Source extract:
--- START ---

Project

General

Profile

Actions

Subtask #3741

closed

Tasks #3755: krbd: use new request tracking code for sync object operations

krbd: rework request tracking code

Added by Alex Elder over 11 years ago. Updated about 11 years ago.

Status:
Resolved
Priority:
Normal
Assignee:
Target version:
-
% Done:

0%

Source:
Tags:
Backport:
Reviewed:
Affected Versions:
Pull request ID:

Description

This is actually work that's mostly complete, but it never
got a bug assigned to it.

In order to handle layering we need to be able to submit
requests that come back from an OSD with ENOENT to other
OSD associated with a parent image. I tried doing this
with the existing code but after a while I concluded it
was just not structured in a way that was conducive to this.

For one thing, it assumed all requests were initiated by
the Linux bio layer, whereas we need to initiate requests
at the point an osd request completes.

So after some discussion with Josh et al we concluded that
re-implementing how this was done was warranted. I sent
around a design and set about implementing it.

As mentioned before, this is nearly complete. Further
updates will define what's left to do.

Actions #1

Updated by Alex Elder over 11 years ago

The new code for tracking rbd requests works, but
there are some error paths that still need to be
fleshed out.

Here are some specific cases:
- The (new) function rbd_obj_request_submit() calls
  ceph_osdc_start_request().  The cleanup for the
  case where that returns an error needs to be done.
- The (new) function rbd_image_request_submit() calls
  rbd_obj_request_submit(), and if the latter returns
  an error it is not yet properly handled.

There are a few other outstanding questions I've got
in the new code (some of which probably also apply on
the current/"old" code):
- If ceph_osd_wait_request() returns an error, is the
  reassert_version value returned in the osd request
  valid?
- When an osd request response indicates an error, is its
  reassert_version value valid?
- When an osd read request returns with an error, what
  is the meaning of the length field?  Is it valid?
- When an osd read request returns, I would like to
  validate some fields that are not now touched,
  such as the offset, payload_len, truncate_size and
  truncate_seq.
- Similarly, on a write request I'd like to perform
  whatever validation I can on the response.
- What happens if the length in a response to a
  write request is less than requested?  Does that
  indicate a zero-fill to the end of the original
  length should be done?
- There are some special zero-length requests (like
  flush).  We should deal with those.

--- END ---

[Excerpts from location labeling data]
--- START ---

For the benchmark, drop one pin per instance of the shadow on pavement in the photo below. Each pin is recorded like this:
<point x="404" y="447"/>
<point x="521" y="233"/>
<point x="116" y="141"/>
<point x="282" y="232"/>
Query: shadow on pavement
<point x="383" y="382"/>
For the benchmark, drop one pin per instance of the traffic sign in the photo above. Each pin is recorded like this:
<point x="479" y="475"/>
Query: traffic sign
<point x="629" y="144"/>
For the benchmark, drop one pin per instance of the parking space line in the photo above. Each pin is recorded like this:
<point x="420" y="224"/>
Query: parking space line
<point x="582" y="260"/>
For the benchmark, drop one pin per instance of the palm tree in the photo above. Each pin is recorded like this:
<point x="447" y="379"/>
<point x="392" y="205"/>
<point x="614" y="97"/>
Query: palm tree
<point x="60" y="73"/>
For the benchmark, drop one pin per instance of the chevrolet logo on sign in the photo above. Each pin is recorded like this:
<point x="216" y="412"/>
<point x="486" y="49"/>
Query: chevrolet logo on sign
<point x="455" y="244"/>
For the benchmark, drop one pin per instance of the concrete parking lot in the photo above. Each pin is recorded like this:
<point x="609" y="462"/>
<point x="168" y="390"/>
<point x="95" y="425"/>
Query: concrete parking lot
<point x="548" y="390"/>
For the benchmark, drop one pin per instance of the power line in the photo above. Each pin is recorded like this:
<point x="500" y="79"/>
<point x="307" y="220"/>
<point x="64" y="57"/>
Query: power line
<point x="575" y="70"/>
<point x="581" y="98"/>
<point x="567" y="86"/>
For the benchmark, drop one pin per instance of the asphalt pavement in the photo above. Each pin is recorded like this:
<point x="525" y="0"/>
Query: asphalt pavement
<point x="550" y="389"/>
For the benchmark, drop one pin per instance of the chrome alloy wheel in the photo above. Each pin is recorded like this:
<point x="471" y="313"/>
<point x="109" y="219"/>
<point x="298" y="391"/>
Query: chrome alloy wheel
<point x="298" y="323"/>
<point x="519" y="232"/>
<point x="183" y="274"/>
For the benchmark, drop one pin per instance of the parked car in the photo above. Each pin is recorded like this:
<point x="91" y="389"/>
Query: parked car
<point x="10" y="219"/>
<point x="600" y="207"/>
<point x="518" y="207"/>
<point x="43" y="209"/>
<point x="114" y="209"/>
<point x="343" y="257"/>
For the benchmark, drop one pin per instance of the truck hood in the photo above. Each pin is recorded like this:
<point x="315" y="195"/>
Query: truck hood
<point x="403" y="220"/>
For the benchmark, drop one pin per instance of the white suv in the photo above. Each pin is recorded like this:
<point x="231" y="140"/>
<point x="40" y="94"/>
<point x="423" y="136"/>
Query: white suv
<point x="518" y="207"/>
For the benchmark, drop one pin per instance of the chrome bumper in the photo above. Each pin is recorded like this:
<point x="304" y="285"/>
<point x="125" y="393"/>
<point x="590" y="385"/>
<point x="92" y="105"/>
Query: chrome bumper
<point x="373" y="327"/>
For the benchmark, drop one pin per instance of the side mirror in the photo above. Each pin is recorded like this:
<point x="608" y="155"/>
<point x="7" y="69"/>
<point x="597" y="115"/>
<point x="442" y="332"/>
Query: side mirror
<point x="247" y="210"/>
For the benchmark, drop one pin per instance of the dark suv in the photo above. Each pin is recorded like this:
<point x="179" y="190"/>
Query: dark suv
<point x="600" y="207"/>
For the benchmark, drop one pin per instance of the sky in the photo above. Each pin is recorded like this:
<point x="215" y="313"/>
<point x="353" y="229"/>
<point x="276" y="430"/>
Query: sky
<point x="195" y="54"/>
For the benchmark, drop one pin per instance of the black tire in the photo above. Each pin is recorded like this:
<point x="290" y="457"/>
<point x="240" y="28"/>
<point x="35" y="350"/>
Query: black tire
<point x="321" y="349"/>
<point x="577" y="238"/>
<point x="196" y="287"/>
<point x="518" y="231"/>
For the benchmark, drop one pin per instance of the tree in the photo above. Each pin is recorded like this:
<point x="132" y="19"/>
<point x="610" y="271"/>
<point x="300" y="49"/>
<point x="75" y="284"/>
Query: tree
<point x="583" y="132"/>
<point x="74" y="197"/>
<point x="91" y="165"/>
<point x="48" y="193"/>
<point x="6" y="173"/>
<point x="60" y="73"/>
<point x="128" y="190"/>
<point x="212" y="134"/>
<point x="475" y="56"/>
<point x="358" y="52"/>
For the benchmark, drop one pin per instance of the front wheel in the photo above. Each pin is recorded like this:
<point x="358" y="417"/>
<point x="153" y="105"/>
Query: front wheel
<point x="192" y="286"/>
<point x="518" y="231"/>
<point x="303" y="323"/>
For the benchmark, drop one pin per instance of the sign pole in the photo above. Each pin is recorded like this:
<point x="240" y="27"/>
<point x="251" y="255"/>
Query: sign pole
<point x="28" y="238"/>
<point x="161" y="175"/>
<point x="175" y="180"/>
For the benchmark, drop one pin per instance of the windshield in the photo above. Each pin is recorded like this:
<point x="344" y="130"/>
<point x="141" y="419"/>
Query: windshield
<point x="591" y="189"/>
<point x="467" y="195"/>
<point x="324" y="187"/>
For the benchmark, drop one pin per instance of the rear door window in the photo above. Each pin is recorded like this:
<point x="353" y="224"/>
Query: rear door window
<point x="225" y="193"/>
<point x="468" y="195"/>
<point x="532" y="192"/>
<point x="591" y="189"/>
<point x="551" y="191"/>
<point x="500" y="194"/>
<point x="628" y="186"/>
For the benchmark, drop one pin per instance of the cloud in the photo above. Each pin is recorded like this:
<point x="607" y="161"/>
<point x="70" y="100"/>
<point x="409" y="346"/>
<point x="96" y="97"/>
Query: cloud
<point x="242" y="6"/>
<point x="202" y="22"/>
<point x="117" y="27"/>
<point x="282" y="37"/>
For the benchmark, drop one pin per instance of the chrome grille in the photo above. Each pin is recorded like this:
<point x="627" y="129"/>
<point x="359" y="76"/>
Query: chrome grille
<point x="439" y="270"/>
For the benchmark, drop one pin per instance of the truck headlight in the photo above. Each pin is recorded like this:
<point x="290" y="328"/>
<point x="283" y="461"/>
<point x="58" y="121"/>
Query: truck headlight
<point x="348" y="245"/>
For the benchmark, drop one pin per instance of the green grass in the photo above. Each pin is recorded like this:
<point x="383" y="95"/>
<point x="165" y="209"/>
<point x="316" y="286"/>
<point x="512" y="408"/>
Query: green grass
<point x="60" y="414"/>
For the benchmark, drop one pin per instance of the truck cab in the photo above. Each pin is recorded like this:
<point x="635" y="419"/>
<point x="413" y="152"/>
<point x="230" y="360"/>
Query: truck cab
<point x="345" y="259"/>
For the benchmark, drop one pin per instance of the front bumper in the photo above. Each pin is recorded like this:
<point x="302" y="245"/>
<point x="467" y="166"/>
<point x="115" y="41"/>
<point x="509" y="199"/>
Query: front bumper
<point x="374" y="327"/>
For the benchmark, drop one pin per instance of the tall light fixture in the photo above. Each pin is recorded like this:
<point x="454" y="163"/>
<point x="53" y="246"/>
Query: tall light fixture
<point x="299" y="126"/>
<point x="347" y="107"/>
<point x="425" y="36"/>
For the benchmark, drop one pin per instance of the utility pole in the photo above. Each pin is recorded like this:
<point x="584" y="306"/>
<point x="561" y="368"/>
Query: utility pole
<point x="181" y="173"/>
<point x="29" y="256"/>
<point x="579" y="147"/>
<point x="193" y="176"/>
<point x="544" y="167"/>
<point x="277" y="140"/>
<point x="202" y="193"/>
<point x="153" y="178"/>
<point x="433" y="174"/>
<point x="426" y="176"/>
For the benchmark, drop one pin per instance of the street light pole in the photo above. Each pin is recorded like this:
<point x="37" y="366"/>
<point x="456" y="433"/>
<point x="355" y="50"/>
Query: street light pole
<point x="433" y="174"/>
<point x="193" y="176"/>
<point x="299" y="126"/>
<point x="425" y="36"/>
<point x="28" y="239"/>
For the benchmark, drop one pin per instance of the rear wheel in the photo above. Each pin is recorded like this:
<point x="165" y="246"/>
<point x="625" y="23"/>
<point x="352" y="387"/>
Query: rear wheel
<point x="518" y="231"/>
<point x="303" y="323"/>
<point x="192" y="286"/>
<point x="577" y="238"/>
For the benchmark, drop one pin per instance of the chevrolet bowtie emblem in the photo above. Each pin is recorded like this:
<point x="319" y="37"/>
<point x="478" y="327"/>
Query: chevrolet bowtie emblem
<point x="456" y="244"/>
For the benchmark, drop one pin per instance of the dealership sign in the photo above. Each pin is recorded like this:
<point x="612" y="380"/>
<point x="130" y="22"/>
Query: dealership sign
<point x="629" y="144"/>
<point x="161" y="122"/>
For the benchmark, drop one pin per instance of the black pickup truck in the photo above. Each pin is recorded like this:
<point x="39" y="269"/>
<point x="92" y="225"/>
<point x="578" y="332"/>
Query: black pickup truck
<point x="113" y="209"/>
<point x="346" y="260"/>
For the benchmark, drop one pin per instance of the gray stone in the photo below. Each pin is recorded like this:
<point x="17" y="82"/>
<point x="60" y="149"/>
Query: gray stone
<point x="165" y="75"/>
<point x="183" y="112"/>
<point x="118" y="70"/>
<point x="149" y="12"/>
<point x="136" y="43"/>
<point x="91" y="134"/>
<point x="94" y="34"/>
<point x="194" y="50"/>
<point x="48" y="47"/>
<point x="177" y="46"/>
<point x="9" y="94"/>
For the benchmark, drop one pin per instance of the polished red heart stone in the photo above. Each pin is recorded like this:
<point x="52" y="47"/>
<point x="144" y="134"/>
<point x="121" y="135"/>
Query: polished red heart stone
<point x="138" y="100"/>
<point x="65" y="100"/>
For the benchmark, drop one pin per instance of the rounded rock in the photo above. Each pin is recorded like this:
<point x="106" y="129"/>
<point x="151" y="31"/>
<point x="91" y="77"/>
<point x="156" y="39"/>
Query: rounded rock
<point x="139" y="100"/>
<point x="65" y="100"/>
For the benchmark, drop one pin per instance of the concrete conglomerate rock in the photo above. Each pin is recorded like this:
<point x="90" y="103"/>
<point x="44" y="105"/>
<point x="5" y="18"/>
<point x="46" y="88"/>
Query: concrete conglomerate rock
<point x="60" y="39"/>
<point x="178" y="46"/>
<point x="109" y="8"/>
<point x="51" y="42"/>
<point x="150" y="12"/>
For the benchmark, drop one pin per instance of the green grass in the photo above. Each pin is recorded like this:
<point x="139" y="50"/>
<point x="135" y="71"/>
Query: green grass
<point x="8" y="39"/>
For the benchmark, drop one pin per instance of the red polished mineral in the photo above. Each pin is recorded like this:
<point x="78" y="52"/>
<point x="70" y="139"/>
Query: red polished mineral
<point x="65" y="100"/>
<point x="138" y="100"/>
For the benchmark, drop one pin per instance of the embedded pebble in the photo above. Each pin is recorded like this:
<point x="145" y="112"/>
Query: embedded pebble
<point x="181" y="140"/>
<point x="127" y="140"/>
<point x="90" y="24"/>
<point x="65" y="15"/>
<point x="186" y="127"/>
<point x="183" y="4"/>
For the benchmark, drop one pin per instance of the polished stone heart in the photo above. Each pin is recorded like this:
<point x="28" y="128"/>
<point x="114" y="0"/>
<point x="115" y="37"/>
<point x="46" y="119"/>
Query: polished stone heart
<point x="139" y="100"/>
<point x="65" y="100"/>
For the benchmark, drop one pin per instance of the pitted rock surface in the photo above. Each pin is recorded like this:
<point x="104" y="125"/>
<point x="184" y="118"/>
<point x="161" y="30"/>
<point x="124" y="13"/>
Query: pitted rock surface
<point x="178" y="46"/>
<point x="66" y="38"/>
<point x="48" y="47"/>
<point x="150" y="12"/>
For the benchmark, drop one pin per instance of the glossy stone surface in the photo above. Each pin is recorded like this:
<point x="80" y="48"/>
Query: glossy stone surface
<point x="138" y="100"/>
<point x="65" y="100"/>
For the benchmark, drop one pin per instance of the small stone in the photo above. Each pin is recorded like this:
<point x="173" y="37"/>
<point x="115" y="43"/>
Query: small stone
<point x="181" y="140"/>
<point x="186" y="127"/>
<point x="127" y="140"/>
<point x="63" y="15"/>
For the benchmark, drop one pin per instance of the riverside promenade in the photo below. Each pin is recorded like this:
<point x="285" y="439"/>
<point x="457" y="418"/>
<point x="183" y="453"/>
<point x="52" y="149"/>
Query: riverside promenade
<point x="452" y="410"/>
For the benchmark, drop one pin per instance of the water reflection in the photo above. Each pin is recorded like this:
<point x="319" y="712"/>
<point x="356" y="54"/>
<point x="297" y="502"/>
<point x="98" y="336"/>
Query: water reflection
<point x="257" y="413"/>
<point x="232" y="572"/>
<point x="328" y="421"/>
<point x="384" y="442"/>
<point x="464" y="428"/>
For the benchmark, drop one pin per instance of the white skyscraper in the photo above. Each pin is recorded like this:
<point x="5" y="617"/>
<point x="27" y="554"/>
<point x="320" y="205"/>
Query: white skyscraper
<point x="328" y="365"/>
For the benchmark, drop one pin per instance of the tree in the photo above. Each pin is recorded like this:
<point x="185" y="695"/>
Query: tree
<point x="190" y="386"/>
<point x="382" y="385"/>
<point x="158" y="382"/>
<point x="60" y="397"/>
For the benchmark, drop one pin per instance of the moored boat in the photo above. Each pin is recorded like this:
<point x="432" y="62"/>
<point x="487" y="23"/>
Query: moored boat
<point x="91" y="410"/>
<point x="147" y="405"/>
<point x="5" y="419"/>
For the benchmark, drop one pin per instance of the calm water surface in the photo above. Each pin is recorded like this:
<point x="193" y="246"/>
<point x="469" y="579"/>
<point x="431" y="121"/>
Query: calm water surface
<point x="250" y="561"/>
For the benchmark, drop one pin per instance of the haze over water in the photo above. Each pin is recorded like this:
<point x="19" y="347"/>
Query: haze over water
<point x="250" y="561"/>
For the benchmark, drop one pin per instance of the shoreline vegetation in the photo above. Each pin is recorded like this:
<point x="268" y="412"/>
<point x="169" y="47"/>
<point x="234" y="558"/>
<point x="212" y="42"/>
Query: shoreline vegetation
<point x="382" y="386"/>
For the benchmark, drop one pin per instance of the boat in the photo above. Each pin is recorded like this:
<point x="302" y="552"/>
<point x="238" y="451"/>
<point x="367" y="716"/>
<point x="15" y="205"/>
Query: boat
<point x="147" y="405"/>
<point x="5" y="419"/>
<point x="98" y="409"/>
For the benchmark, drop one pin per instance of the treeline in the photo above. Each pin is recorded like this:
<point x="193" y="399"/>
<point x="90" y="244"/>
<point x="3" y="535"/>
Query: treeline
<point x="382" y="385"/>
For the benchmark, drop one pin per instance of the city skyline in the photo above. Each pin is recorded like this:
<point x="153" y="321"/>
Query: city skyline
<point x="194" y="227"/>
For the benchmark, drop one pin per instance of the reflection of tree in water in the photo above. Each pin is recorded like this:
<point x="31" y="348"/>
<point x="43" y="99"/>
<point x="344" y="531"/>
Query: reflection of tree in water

--- END ---

What to work on:
A. In the krbd request tracking issue, what error do OSD requests come back with that calls for resubmitting them to an OSD tied to a parent image?
B. Output everything in the krbd request tracking issue from "Updated by Alex" down to "yet properly handled.".
C. Go on with the krbd request tracking issue from where it stops.
You won't need the lines for any of this.

Written responses:
A. ENOENT

B.
Updated by Alex Elder over 11 years ago

The new code for tracking rbd requests works, but
there are some error paths that still need to be
fleshed out.

Here are some specific cases:
- The (new) function rbd_obj_request_submit() calls
  ceph_osdc_start_request().  The cleanup for the
  case where that returns an error needs to be done.
- The (new) function rbd_image_request_submit() calls
  rbd_obj_request_submit(), and if the latter returns
  an error it is not yet properly handled.

C.
Actions #2

Updated by Ian Colle over 11 years ago

  • Project changed from rbd to Linux kernel client
Actions #3

Updated by Ian Colle over 11 years ago

  • Parent task set to #3755
Actions #4

Updated by Alex Elder over 11 years ago

I did some testing yesterday and found that I got I/O errors
while running xfstests. This was unexpected; I thought this
code was nearly done (and I did test it before).

I made a few minor changes, and have run tests again. This time
I got through xfstest 075 without error.

HOWEVER I just got a crash. First I got a warning in the
rcu code (weird), but that was followed less than a second later
by a crash in kmem_cache_alloc(). Based on this I suspect there's
a memory allocation/free problem somewhere.

Still looking.

Actions #5

Updated by Alex Elder over 11 years ago

I am leaving shortly for a few hours. In reviewing this
new code I find a few things that make it a little hard
make sure certain things are getting allocated and freed
at all the right times. I have some changes I'm working
through that will improve on that, but I still need to
look them over a bit more before testing with them.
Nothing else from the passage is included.